## JOB
Retype the lines below exactly, starting at the first one and ending with the line that contains "[923,297,1049,720]", with both ends included. Leave the pictures out of your answer.

----- STORED RECORDS

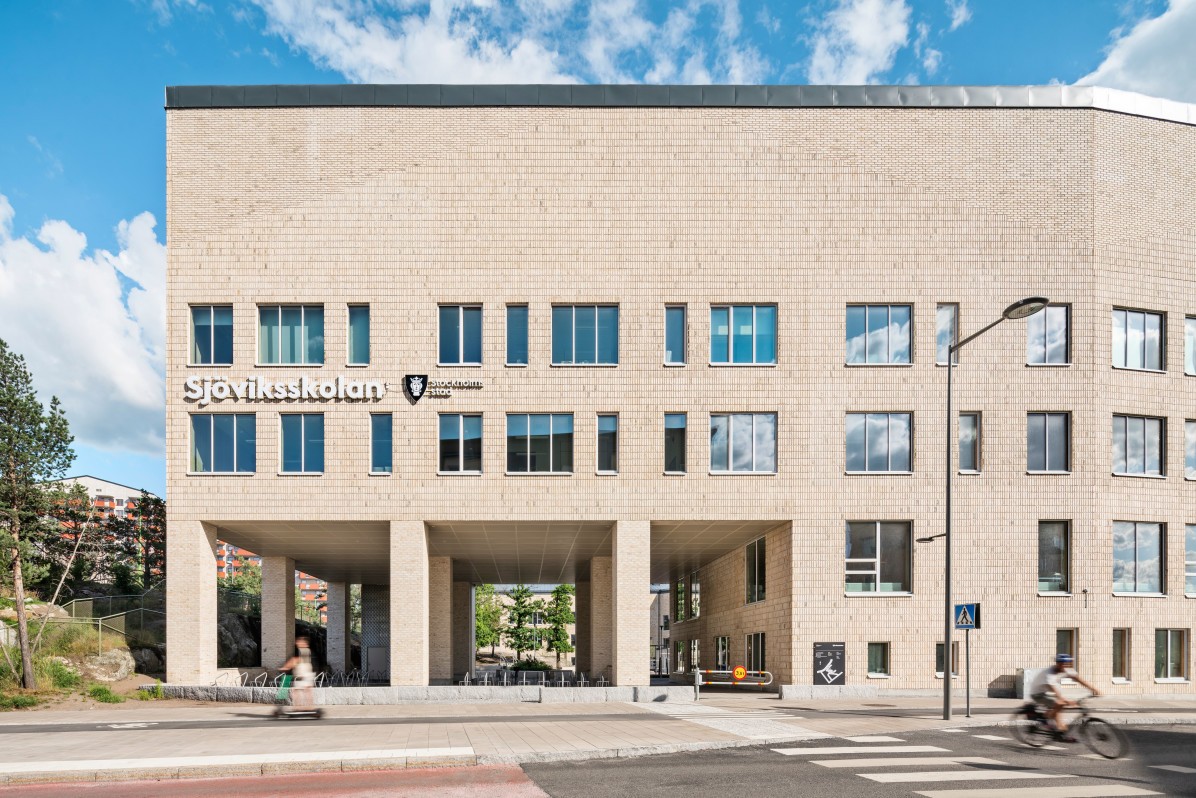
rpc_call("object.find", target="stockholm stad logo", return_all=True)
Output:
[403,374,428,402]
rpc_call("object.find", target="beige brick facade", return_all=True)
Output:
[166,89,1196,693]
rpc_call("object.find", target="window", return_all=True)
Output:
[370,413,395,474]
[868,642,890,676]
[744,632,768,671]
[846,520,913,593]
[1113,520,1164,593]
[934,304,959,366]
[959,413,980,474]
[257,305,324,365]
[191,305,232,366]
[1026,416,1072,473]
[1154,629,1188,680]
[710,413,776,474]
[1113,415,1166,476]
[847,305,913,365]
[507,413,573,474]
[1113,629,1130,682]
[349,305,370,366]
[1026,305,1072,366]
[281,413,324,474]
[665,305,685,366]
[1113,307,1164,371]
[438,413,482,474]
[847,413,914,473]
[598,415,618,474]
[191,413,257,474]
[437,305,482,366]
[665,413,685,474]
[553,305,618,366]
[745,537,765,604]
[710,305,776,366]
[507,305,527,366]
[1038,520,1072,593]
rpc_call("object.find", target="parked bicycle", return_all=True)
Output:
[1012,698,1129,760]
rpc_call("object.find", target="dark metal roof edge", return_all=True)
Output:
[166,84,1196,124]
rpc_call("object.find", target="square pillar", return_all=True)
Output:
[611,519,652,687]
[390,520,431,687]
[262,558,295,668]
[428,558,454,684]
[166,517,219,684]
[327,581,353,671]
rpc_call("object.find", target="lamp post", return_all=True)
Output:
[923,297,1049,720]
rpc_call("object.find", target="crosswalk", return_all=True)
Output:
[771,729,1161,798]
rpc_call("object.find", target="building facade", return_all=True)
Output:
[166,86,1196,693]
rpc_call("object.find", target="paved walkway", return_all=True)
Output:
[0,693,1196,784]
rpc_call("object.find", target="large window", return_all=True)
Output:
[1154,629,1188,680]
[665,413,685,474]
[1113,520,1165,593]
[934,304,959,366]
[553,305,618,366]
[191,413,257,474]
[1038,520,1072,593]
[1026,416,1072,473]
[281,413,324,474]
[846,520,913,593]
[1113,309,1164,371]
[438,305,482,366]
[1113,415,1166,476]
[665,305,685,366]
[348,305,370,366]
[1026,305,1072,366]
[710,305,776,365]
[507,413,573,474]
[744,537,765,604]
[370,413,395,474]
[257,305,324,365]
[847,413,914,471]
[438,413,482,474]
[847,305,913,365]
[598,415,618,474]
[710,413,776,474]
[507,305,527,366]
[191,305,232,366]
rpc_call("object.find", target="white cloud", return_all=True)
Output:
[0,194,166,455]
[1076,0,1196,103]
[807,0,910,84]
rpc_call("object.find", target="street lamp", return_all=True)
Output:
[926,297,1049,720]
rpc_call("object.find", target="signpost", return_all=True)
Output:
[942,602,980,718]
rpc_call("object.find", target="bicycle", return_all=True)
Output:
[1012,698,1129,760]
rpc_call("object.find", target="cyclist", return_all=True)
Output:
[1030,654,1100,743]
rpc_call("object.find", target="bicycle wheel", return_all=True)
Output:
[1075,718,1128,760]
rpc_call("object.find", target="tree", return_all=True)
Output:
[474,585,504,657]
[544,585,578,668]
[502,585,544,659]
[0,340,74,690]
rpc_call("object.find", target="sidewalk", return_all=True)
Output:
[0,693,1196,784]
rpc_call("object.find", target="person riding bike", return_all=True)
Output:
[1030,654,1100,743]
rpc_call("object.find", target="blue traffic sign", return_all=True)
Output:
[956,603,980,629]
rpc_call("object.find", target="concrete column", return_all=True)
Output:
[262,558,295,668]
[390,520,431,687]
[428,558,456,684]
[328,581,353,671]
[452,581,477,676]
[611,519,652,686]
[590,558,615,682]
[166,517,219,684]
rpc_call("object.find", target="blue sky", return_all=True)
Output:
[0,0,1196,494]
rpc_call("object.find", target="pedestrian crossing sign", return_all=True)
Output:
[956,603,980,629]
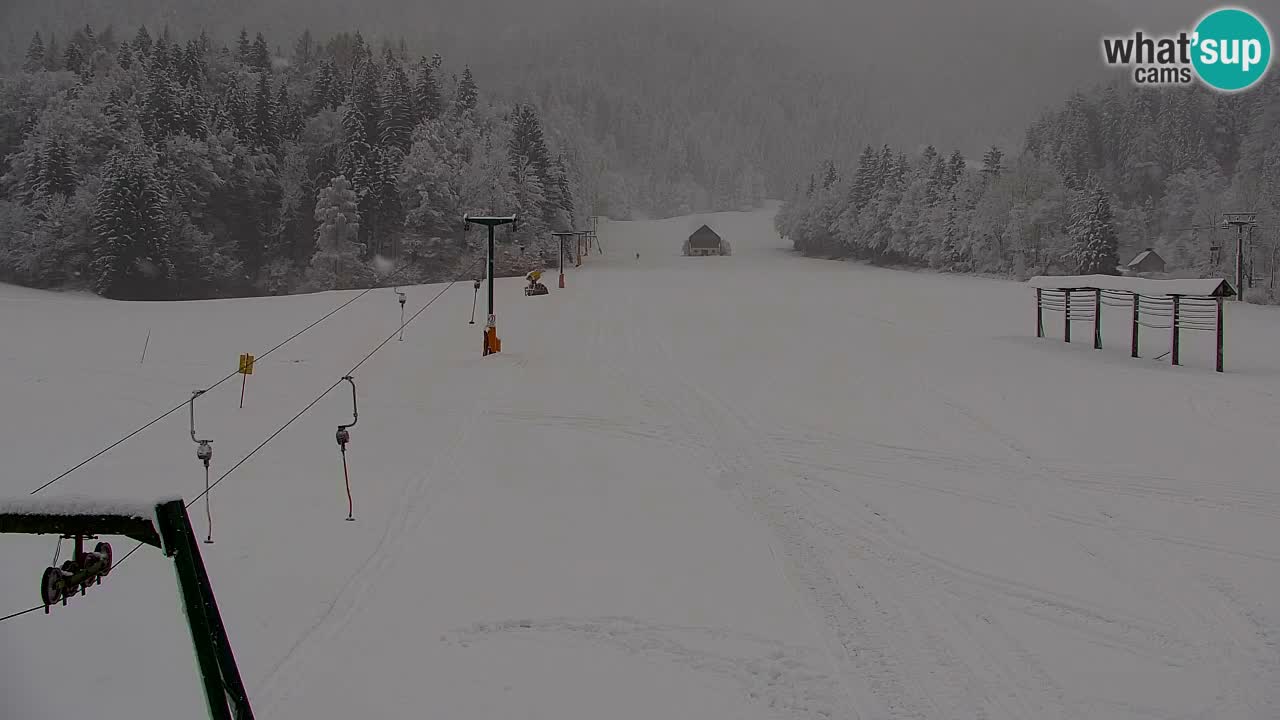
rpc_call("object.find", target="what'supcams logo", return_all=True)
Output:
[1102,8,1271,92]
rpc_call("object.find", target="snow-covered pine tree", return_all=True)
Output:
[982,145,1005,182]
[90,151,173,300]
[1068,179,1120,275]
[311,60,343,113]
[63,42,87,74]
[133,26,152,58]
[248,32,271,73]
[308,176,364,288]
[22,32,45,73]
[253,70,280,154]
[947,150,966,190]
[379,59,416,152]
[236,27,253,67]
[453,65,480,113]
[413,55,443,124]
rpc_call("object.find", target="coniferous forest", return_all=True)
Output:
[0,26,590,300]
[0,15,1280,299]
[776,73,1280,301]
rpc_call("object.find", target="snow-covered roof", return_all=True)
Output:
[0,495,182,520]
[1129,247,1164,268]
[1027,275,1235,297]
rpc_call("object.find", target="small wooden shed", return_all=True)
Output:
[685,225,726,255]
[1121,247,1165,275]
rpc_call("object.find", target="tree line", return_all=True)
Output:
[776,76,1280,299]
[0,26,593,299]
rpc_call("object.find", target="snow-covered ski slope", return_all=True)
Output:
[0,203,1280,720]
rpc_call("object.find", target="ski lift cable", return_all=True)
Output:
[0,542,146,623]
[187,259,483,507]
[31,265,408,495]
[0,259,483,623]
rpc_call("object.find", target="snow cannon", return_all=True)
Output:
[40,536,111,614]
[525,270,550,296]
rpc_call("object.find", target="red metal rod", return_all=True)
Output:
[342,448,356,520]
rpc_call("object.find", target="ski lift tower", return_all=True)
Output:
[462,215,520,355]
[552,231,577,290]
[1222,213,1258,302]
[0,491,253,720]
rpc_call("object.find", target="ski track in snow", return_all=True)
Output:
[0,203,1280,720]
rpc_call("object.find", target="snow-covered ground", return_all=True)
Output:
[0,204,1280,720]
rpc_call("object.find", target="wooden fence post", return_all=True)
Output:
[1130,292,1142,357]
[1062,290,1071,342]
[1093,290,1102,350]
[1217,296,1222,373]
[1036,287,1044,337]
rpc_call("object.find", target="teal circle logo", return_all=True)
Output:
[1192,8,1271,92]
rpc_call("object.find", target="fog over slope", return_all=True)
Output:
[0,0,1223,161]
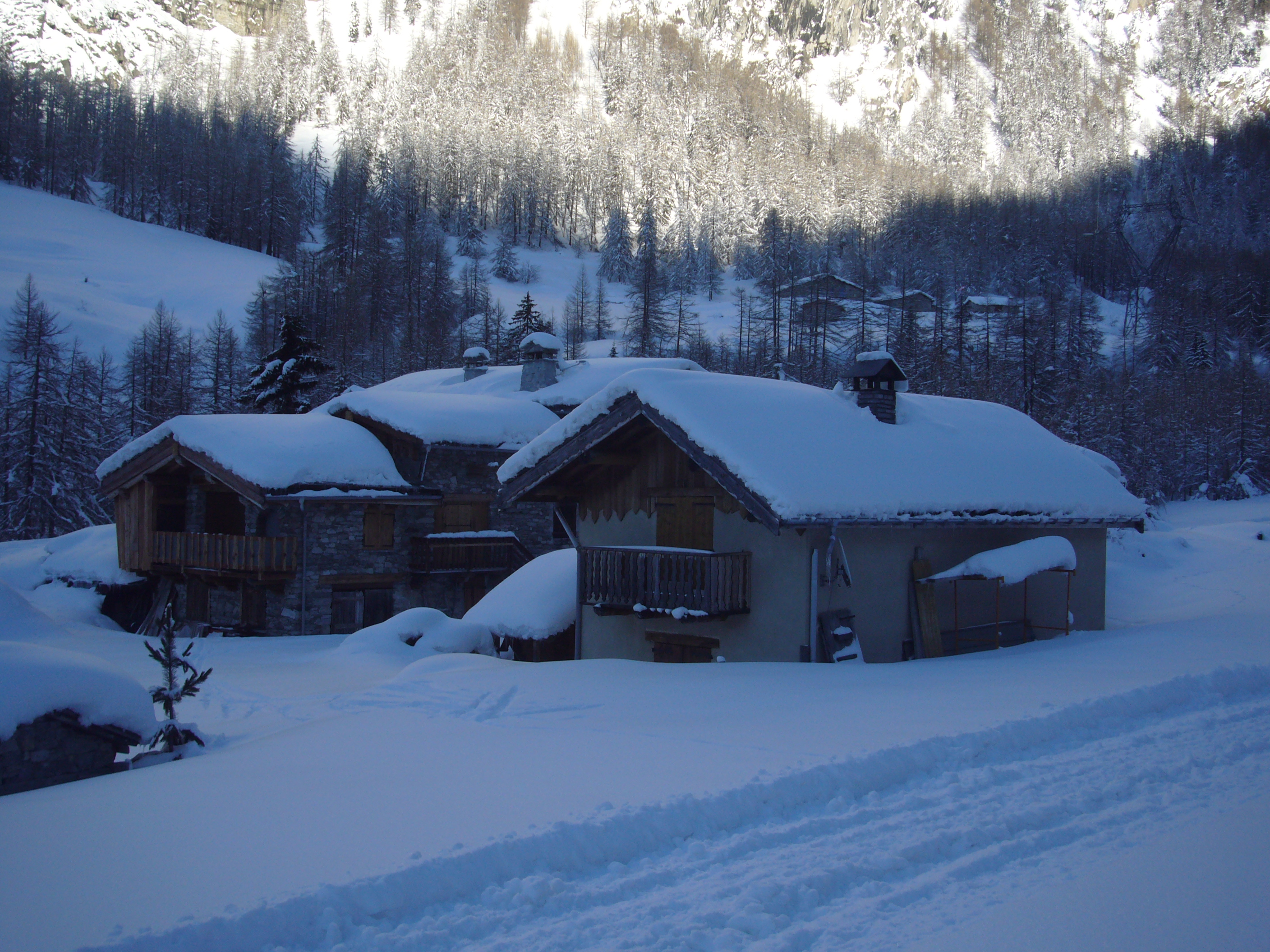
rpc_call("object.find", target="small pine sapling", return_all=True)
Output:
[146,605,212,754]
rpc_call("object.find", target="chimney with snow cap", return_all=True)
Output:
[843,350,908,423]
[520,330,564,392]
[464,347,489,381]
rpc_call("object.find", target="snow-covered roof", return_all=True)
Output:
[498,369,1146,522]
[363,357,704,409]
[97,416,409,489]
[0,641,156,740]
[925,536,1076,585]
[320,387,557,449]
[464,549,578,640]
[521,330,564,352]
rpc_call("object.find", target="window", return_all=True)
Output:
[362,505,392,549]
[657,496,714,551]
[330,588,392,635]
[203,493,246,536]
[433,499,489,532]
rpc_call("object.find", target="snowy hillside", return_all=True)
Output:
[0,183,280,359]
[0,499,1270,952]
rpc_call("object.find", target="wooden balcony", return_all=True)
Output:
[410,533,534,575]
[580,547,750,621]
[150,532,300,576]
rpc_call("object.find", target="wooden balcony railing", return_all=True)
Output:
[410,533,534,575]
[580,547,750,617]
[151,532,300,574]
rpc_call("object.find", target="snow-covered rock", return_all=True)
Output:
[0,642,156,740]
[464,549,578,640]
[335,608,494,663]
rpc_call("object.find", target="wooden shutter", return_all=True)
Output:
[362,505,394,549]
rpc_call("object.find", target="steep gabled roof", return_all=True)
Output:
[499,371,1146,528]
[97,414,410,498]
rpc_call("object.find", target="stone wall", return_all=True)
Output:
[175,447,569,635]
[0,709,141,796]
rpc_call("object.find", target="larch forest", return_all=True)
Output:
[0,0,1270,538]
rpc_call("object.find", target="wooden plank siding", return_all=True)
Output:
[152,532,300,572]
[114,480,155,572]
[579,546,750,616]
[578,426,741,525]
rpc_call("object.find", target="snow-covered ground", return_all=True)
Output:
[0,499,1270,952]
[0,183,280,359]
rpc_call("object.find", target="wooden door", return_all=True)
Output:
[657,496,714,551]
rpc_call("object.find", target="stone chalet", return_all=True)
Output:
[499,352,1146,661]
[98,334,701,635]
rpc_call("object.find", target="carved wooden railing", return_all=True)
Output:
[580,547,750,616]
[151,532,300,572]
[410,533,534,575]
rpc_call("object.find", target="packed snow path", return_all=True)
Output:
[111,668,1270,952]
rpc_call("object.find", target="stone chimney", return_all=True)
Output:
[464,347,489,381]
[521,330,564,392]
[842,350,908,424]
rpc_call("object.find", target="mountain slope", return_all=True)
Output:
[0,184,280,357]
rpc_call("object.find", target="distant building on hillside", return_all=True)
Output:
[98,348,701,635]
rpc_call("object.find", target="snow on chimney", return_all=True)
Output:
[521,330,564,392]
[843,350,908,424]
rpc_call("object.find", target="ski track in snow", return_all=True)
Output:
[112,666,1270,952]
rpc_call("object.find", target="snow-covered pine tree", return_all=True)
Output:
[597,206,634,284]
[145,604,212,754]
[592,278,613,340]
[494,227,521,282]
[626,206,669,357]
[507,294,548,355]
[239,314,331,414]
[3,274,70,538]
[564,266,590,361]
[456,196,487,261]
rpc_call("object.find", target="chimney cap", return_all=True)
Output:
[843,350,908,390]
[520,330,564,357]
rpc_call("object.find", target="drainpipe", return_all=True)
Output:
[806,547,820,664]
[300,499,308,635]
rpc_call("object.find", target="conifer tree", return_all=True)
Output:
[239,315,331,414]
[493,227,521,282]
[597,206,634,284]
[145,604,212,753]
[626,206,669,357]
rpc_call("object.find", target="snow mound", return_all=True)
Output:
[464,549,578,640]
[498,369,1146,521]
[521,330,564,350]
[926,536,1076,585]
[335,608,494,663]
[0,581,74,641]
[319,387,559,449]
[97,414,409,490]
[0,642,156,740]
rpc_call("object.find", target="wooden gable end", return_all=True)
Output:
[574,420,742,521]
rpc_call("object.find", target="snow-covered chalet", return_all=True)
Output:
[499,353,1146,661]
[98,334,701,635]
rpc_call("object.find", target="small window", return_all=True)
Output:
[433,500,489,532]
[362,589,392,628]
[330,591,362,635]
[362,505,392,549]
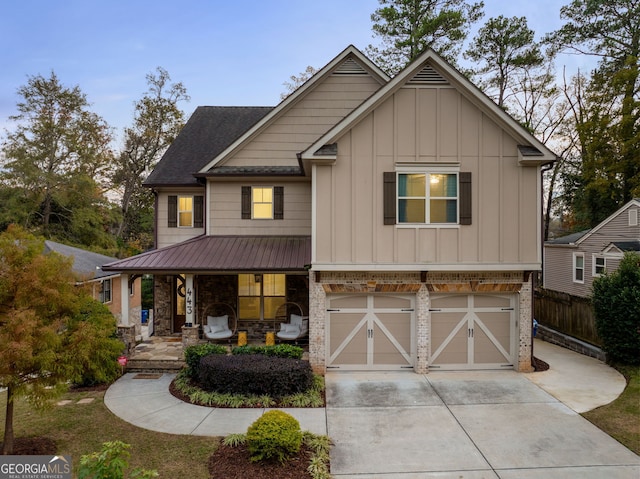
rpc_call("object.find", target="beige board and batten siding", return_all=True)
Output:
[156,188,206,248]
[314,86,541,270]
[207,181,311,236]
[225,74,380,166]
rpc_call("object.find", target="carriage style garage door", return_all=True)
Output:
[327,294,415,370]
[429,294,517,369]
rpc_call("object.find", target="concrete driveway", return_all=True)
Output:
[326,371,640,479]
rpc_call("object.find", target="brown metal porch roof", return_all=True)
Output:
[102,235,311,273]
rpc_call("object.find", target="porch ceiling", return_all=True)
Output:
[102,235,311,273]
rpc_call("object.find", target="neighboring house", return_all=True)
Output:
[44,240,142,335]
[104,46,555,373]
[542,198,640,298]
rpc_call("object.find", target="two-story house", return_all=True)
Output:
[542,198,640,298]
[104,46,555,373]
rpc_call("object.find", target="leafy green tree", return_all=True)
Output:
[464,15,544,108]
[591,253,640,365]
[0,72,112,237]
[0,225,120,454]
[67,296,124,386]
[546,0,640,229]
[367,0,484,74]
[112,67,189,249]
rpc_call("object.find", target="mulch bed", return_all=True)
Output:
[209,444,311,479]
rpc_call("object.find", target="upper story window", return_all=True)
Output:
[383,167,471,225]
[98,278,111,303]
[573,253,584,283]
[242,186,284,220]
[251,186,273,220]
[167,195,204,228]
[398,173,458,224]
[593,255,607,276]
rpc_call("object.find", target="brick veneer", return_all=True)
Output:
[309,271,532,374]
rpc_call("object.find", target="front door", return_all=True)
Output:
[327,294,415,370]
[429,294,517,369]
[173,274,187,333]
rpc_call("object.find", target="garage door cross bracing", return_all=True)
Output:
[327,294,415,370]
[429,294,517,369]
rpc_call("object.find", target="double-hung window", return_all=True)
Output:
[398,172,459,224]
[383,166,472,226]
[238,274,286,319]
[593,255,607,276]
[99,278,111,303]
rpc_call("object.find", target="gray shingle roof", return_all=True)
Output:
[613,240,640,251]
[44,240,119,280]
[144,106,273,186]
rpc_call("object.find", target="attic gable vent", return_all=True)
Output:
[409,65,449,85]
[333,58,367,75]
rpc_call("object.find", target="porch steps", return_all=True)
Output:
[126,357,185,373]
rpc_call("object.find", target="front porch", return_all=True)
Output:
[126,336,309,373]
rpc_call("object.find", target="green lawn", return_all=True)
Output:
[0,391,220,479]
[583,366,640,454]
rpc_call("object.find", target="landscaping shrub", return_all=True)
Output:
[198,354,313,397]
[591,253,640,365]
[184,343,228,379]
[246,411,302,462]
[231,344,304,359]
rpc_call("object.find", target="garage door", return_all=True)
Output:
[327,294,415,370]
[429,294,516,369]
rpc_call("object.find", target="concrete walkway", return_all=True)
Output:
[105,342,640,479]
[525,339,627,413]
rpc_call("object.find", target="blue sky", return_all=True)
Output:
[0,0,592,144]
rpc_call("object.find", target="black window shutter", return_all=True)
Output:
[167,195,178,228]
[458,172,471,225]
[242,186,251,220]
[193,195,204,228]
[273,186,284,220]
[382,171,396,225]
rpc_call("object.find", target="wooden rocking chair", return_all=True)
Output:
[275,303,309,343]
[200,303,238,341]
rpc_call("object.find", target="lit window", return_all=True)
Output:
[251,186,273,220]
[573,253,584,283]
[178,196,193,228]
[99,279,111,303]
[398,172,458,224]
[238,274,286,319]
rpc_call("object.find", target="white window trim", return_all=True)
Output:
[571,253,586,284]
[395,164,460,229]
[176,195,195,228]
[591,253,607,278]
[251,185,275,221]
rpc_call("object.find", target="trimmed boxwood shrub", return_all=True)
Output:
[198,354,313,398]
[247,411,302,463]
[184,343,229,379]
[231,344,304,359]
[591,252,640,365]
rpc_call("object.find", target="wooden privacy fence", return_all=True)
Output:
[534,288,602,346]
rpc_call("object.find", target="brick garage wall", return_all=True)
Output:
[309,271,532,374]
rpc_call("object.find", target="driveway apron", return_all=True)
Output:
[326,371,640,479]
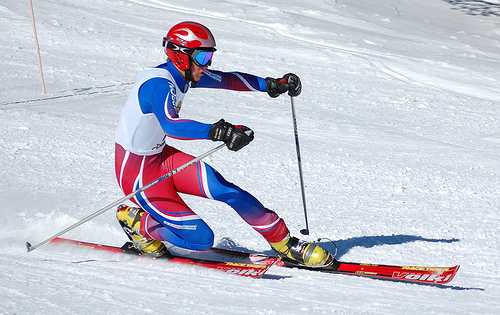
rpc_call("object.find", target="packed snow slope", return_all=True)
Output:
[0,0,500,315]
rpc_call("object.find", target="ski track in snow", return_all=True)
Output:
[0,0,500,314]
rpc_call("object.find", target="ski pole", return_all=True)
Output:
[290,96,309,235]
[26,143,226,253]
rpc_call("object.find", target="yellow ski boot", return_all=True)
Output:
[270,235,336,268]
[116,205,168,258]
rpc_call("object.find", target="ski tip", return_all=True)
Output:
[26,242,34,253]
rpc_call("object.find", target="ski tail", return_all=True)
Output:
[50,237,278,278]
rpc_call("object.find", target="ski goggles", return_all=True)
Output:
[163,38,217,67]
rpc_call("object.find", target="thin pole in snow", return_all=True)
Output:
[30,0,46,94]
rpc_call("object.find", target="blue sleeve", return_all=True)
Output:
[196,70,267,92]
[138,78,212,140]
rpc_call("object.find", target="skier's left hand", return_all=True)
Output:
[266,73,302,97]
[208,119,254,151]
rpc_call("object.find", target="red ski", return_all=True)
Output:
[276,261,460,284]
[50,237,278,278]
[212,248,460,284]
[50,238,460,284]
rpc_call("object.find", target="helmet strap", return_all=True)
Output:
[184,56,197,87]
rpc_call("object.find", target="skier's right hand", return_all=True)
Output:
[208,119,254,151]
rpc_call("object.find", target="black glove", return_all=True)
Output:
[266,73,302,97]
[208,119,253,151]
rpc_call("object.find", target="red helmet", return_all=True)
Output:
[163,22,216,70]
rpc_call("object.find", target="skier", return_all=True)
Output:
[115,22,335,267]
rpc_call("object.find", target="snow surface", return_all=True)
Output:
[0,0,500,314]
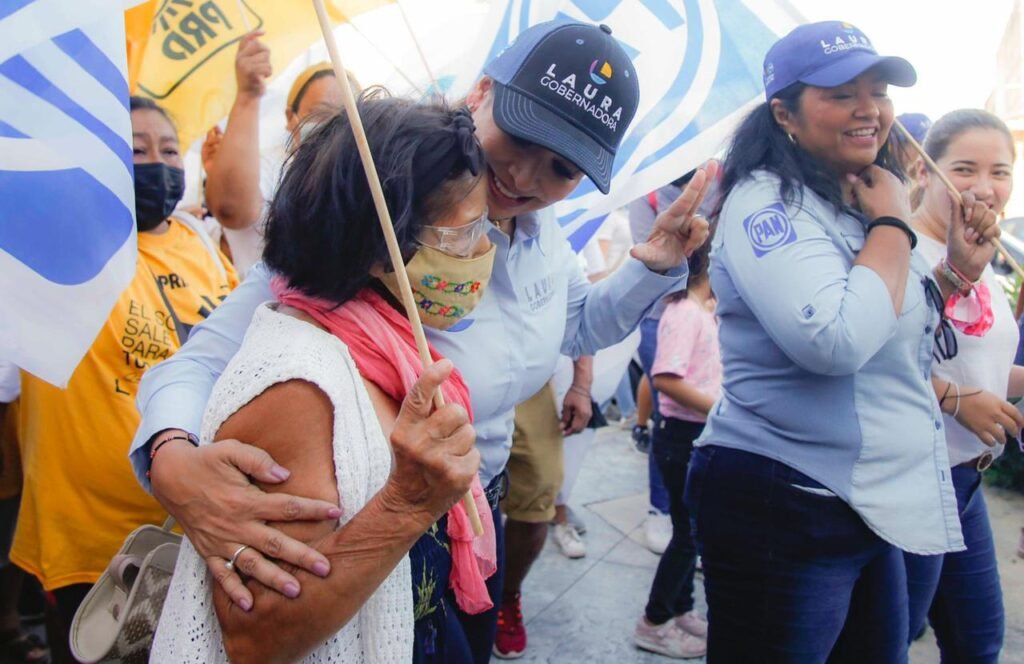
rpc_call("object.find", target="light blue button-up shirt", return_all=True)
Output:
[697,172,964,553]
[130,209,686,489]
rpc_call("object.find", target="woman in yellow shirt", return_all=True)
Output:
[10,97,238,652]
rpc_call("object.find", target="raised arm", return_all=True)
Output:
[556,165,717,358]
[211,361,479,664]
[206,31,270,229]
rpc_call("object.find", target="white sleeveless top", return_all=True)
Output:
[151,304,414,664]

----------

## PROBLEM SOLUTION
rpc_call("object.find", target="stockholm stad logo", return_all=True)
Output:
[403,374,428,402]
rpc_call("object.find", target="beige brick facade", return_all=True)
Output:
[166,89,1196,693]
rpc_call("object.find", target="window", return_all=True)
Output:
[370,413,395,474]
[868,642,890,676]
[744,632,768,671]
[846,520,913,593]
[1113,520,1164,593]
[934,304,959,366]
[959,413,980,474]
[257,305,324,365]
[191,305,232,366]
[1026,416,1072,473]
[1154,629,1188,680]
[710,413,776,474]
[1113,415,1166,476]
[847,305,913,365]
[507,413,573,474]
[1113,629,1130,682]
[349,305,370,366]
[1026,305,1072,366]
[281,413,324,474]
[665,305,685,366]
[1113,307,1164,371]
[438,413,482,474]
[847,413,914,473]
[598,415,618,474]
[191,413,257,474]
[437,305,482,366]
[665,413,685,474]
[553,305,618,366]
[745,537,765,604]
[710,305,776,366]
[507,305,527,366]
[1038,520,1072,593]
rpc_call("object.find", target="parked bicycle", return_all=True)
Output:
[1012,698,1129,760]
rpc_call("object.find", target="dark metal roof edge", return_all=True)
Output:
[166,84,1196,124]
rpc_call("object.find", target="square pillar", return_all=True)
Output:
[611,519,652,687]
[390,520,431,687]
[262,558,295,668]
[428,558,454,684]
[166,517,219,684]
[327,581,353,671]
rpc_call("object.find", target="lamp post", return_all=True)
Output:
[923,297,1049,720]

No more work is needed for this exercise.